| Location labeling records |
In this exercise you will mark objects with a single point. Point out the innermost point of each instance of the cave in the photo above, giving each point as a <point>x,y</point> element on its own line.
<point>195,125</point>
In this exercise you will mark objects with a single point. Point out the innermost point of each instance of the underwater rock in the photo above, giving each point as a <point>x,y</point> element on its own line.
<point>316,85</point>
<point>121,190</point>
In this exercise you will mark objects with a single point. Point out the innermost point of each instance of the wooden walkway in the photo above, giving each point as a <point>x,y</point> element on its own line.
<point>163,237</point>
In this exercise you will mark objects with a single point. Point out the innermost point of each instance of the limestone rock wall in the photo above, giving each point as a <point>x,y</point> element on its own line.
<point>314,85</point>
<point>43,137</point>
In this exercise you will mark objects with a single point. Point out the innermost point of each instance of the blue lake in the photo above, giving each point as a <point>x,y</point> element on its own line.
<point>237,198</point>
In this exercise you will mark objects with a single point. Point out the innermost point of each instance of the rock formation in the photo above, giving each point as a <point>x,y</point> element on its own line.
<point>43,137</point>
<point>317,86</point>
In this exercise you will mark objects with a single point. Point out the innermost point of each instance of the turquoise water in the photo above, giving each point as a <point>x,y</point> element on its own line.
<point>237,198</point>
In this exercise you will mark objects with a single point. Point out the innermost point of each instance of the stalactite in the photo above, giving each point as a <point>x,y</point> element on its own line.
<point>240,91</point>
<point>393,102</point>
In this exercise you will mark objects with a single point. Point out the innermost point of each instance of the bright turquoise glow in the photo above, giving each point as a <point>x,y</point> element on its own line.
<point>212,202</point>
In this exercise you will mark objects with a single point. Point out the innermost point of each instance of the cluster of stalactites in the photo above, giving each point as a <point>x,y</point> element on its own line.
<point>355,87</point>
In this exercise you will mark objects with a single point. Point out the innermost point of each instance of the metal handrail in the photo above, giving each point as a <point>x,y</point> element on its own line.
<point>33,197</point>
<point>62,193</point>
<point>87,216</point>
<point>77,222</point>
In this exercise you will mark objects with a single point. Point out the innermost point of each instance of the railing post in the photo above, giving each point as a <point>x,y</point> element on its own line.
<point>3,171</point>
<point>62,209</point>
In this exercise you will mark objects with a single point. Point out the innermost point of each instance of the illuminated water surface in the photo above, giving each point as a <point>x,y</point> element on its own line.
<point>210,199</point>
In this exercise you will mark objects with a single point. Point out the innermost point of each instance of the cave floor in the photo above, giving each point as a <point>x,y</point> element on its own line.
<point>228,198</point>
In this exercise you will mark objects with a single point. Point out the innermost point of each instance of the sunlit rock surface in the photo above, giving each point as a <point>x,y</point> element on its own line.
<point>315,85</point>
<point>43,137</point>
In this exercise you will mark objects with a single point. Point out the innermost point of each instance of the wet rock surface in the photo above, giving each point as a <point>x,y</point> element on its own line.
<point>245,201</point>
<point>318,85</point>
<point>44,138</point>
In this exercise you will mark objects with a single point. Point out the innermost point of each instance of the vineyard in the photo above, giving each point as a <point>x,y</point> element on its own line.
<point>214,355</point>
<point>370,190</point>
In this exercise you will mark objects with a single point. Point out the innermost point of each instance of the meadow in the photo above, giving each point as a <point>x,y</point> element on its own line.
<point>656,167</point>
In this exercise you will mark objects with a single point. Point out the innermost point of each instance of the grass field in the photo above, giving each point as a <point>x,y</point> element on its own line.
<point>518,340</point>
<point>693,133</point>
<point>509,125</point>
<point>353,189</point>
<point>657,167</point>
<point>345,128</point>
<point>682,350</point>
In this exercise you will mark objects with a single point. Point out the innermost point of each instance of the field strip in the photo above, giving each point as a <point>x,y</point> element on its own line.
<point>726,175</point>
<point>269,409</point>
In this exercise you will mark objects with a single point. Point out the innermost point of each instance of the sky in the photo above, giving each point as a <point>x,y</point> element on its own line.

| OBJECTIVE |
Leave out every line before the one containing "of the meadow"; set down that line and all remaining lines of the material exactly.

| COMPLETE OUTPUT |
In this exercise you will mark objects with a single point. Point out the innermost point of each instance of the meadow in the photo above, giving each point as a <point>x,y</point> element on its own line.
<point>656,167</point>
In this exercise you will mark objects with a single point. Point out the innermost point of each instance of the grass field in the photo above, giving each point as a <point>x,y</point> element on its own line.
<point>518,340</point>
<point>693,133</point>
<point>509,125</point>
<point>353,189</point>
<point>657,167</point>
<point>345,128</point>
<point>682,350</point>
In this exercise you will mark objects with a single point. Point out the innermost point of each instance of the field strip in the photo above, giving each point as a <point>x,y</point> element on its own line.
<point>726,175</point>
<point>269,409</point>
In this exercise you will mark objects with a single point. Point out the innermost point of each instance of the sky in the photo above, giving each point as a <point>x,y</point> element on its own line.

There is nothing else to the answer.